Pick out every line of the entries below that contains the word "background", and copy each one.

'''

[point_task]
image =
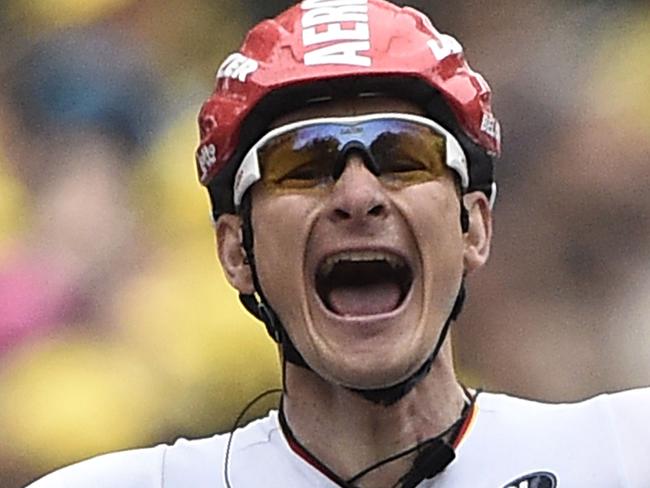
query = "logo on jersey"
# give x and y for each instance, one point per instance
(343, 25)
(534, 480)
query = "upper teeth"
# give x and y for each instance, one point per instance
(360, 256)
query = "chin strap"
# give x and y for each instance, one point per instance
(261, 309)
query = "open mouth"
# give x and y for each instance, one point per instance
(363, 283)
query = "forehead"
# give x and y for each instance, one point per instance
(348, 107)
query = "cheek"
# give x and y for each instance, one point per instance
(433, 212)
(281, 227)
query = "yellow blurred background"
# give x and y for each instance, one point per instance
(117, 328)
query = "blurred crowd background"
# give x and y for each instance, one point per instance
(117, 329)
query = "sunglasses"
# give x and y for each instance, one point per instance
(400, 149)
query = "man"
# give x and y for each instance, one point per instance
(348, 152)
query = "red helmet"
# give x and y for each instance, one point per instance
(322, 49)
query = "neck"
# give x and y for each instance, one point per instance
(347, 433)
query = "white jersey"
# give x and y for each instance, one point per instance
(507, 443)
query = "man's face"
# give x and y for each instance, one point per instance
(362, 274)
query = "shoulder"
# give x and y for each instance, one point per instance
(185, 463)
(609, 429)
(626, 406)
(126, 469)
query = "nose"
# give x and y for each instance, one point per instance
(358, 196)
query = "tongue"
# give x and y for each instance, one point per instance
(369, 299)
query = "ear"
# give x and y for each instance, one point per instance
(231, 253)
(479, 235)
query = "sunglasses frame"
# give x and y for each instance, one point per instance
(249, 171)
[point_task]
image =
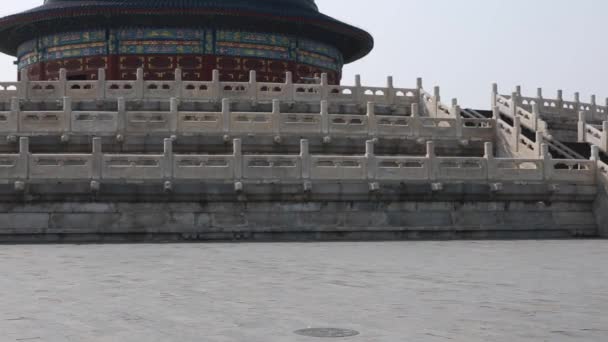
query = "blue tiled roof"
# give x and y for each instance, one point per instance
(299, 16)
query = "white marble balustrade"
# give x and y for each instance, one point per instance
(227, 122)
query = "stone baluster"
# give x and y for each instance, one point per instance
(67, 114)
(121, 118)
(325, 117)
(536, 116)
(24, 158)
(436, 101)
(252, 92)
(358, 93)
(216, 87)
(495, 113)
(458, 118)
(16, 112)
(372, 121)
(540, 140)
(582, 127)
(324, 91)
(595, 158)
(226, 116)
(604, 144)
(97, 162)
(390, 90)
(63, 82)
(168, 159)
(370, 158)
(514, 104)
(516, 133)
(430, 156)
(560, 101)
(416, 121)
(238, 159)
(289, 88)
(305, 158)
(593, 108)
(101, 84)
(547, 162)
(178, 83)
(174, 114)
(139, 84)
(276, 119)
(595, 153)
(490, 161)
(23, 91)
(419, 90)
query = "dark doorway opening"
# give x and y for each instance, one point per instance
(81, 77)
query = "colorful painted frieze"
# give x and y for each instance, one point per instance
(71, 38)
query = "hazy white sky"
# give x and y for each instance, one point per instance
(465, 45)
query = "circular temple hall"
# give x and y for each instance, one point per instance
(271, 37)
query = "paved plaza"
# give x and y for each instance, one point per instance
(388, 292)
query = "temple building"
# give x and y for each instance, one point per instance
(195, 36)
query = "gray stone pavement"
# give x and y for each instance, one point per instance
(406, 291)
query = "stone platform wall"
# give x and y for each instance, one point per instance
(272, 221)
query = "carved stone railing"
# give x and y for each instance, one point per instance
(236, 167)
(529, 110)
(513, 108)
(593, 134)
(214, 90)
(236, 124)
(559, 106)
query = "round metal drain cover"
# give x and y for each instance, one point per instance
(327, 332)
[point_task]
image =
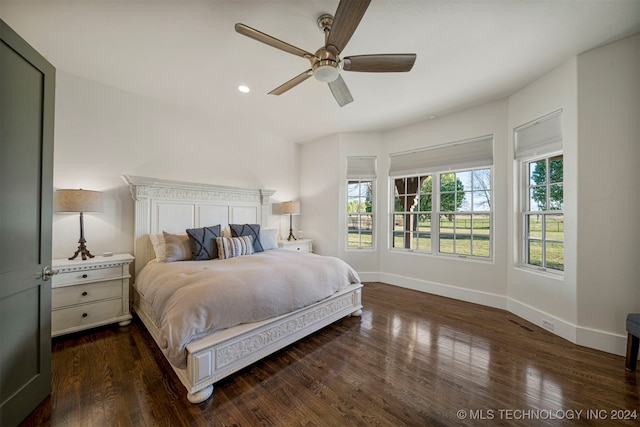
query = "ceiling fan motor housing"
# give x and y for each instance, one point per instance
(325, 64)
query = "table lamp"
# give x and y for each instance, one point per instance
(291, 208)
(79, 201)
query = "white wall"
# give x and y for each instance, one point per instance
(319, 204)
(608, 196)
(102, 133)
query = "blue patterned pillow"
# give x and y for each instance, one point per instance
(229, 247)
(253, 230)
(203, 242)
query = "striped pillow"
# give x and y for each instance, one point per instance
(229, 247)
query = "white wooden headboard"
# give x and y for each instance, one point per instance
(173, 206)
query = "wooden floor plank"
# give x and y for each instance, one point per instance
(412, 359)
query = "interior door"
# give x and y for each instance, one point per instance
(27, 85)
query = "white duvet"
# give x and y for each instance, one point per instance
(190, 299)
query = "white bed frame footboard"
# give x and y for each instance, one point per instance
(219, 355)
(175, 206)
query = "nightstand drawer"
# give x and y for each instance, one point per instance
(299, 248)
(79, 294)
(82, 276)
(85, 315)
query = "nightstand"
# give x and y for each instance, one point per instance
(90, 293)
(300, 245)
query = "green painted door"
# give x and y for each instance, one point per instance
(27, 85)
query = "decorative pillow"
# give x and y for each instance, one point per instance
(229, 247)
(253, 230)
(157, 241)
(203, 242)
(177, 247)
(269, 238)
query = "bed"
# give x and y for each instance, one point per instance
(200, 356)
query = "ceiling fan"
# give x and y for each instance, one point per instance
(326, 62)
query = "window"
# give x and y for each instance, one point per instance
(412, 213)
(465, 213)
(444, 207)
(538, 149)
(543, 217)
(360, 202)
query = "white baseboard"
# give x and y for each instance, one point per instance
(553, 324)
(602, 340)
(587, 337)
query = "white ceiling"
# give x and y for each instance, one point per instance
(186, 53)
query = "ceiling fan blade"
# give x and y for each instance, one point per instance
(340, 91)
(292, 83)
(271, 41)
(383, 63)
(345, 22)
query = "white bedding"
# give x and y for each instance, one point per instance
(190, 299)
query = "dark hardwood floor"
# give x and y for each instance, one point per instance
(413, 359)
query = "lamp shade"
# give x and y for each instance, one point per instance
(78, 201)
(291, 208)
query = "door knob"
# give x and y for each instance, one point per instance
(48, 273)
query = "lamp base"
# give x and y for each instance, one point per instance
(82, 251)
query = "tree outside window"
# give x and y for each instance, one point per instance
(360, 213)
(543, 215)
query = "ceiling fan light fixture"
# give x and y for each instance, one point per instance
(326, 71)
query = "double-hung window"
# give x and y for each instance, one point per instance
(441, 199)
(539, 152)
(361, 177)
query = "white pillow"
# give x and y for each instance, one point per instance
(157, 240)
(177, 247)
(229, 247)
(171, 247)
(269, 238)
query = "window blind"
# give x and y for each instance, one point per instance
(542, 136)
(361, 167)
(466, 154)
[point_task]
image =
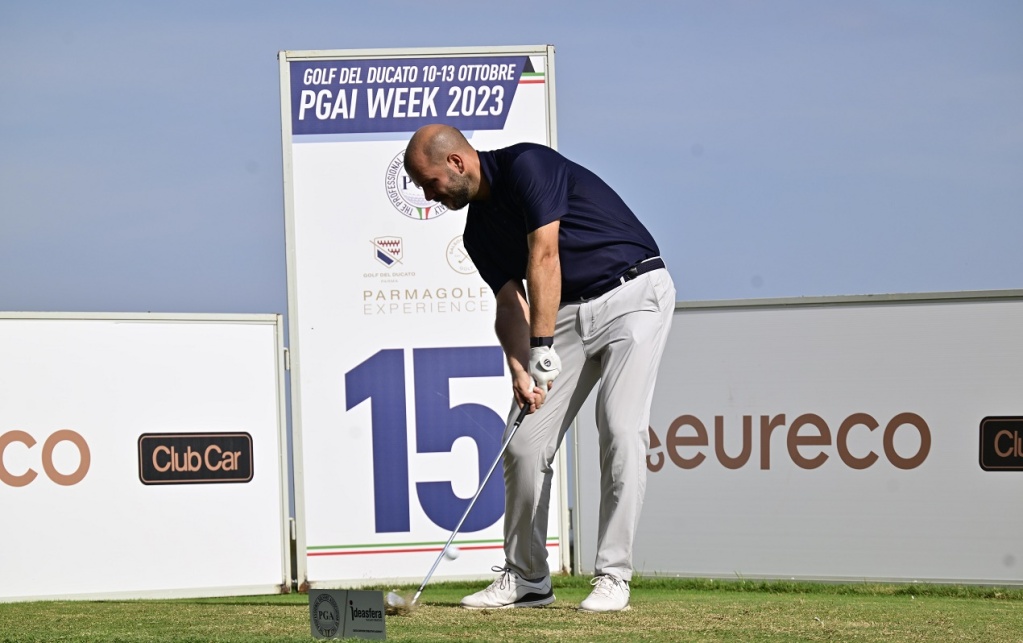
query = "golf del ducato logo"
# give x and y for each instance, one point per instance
(1002, 444)
(458, 258)
(194, 458)
(405, 195)
(388, 250)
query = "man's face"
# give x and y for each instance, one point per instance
(442, 183)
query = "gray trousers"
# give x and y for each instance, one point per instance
(616, 339)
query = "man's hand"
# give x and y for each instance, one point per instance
(544, 366)
(526, 393)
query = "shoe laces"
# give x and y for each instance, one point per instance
(503, 581)
(606, 585)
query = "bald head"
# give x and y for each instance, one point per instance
(432, 143)
(441, 162)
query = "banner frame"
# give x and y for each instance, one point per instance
(284, 586)
(284, 58)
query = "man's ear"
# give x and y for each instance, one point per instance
(455, 161)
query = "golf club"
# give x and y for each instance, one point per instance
(396, 602)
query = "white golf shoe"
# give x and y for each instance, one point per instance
(610, 594)
(510, 590)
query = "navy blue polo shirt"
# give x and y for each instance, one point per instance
(532, 185)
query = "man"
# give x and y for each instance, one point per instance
(596, 307)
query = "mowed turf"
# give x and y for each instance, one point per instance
(663, 609)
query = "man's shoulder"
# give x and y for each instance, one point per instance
(529, 151)
(527, 158)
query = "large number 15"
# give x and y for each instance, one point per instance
(382, 380)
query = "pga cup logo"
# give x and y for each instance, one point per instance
(458, 259)
(405, 195)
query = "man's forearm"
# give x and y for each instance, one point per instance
(543, 280)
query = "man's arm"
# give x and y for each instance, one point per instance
(543, 278)
(512, 326)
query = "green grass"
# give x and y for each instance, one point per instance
(663, 609)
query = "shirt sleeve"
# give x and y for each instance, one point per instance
(541, 183)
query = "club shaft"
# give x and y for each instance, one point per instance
(486, 478)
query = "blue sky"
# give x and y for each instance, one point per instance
(774, 148)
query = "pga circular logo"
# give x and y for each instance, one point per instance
(458, 259)
(405, 195)
(325, 615)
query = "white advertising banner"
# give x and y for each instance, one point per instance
(140, 456)
(400, 387)
(853, 439)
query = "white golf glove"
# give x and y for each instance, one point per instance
(544, 365)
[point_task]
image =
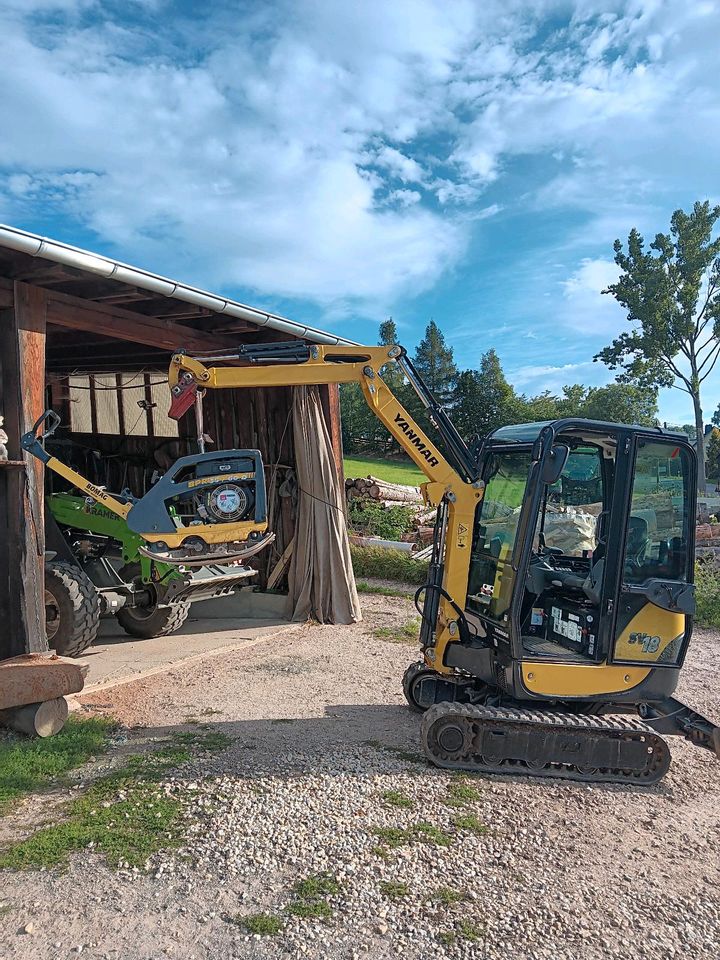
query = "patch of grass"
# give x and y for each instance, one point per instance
(707, 593)
(395, 565)
(468, 821)
(408, 755)
(317, 885)
(370, 518)
(394, 889)
(446, 896)
(263, 924)
(393, 471)
(30, 765)
(468, 931)
(393, 837)
(428, 833)
(407, 632)
(311, 893)
(463, 931)
(395, 798)
(364, 587)
(460, 794)
(125, 816)
(311, 909)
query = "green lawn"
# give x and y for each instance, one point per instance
(394, 471)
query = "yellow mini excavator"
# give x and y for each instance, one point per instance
(559, 602)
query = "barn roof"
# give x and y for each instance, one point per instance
(73, 272)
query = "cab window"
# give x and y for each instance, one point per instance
(657, 533)
(497, 518)
(569, 516)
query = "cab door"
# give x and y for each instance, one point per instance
(656, 597)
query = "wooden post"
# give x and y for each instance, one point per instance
(330, 401)
(22, 400)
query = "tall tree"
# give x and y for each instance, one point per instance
(713, 455)
(484, 400)
(435, 363)
(672, 296)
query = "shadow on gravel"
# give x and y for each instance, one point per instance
(334, 743)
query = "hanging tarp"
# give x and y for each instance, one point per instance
(321, 580)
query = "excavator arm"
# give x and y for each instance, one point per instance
(452, 485)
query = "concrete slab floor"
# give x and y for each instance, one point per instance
(117, 658)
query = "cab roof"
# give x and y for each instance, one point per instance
(529, 432)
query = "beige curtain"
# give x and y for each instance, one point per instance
(321, 580)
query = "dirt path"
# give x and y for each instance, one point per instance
(323, 776)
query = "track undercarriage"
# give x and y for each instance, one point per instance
(470, 726)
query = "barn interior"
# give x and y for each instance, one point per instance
(91, 338)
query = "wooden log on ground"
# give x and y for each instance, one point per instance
(34, 678)
(37, 719)
(380, 492)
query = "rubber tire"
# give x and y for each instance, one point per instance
(161, 622)
(78, 606)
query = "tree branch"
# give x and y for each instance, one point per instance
(716, 351)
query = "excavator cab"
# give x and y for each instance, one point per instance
(581, 567)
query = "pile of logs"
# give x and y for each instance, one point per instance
(391, 494)
(395, 495)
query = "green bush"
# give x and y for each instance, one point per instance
(707, 593)
(388, 565)
(371, 518)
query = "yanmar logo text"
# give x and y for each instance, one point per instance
(421, 447)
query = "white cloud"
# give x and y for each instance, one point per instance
(342, 153)
(585, 308)
(536, 378)
(245, 167)
(404, 198)
(398, 165)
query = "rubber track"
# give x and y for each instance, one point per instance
(543, 722)
(80, 591)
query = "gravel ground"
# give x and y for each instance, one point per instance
(323, 751)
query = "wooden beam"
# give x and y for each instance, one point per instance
(169, 307)
(75, 313)
(22, 592)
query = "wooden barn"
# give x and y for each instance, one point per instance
(91, 338)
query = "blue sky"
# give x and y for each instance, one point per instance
(338, 163)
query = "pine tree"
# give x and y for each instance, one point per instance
(435, 364)
(484, 400)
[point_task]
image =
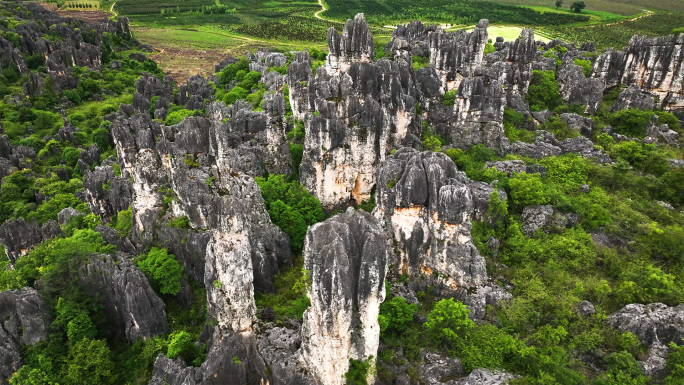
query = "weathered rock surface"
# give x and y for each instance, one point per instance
(655, 322)
(346, 256)
(653, 64)
(364, 109)
(129, 301)
(18, 237)
(427, 205)
(487, 377)
(545, 217)
(23, 322)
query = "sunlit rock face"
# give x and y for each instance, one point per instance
(363, 109)
(653, 64)
(345, 257)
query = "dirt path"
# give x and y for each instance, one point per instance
(317, 15)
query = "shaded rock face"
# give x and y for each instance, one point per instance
(633, 97)
(106, 193)
(23, 322)
(364, 109)
(486, 377)
(575, 88)
(455, 55)
(18, 237)
(346, 257)
(655, 322)
(427, 206)
(129, 301)
(228, 363)
(653, 64)
(187, 170)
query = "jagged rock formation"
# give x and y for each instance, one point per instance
(129, 301)
(653, 64)
(23, 322)
(427, 205)
(190, 168)
(545, 217)
(364, 109)
(346, 257)
(655, 322)
(106, 193)
(18, 236)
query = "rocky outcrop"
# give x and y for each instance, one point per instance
(23, 322)
(427, 205)
(653, 64)
(18, 236)
(106, 193)
(345, 257)
(363, 110)
(487, 377)
(129, 302)
(633, 97)
(546, 218)
(229, 242)
(655, 322)
(575, 88)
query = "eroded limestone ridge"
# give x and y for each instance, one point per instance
(346, 257)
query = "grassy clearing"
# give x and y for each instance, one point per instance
(510, 33)
(622, 7)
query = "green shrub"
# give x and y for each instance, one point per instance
(290, 207)
(631, 122)
(176, 117)
(528, 190)
(162, 269)
(448, 322)
(449, 98)
(396, 315)
(585, 64)
(358, 371)
(542, 93)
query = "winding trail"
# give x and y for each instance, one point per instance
(317, 15)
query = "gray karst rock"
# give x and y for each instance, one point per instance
(346, 256)
(25, 320)
(299, 77)
(427, 205)
(487, 377)
(586, 308)
(579, 122)
(653, 64)
(575, 88)
(129, 301)
(106, 193)
(654, 365)
(437, 368)
(66, 214)
(650, 323)
(229, 242)
(18, 237)
(364, 110)
(455, 55)
(545, 217)
(633, 97)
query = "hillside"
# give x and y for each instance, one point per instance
(442, 207)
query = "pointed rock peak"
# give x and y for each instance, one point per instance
(355, 44)
(524, 49)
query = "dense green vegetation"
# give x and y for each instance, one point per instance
(465, 12)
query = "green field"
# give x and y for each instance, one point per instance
(196, 33)
(623, 7)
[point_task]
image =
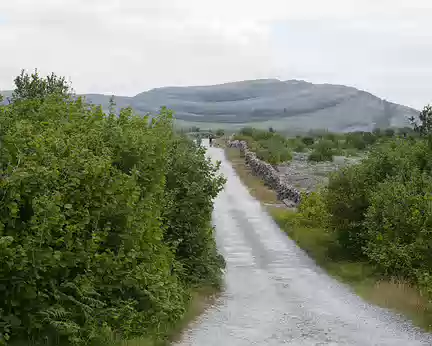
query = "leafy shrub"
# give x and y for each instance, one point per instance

'''

* [OUTPUT FOR THIS TASK]
query = "yellow blurred background"
query = "blurred crowd background"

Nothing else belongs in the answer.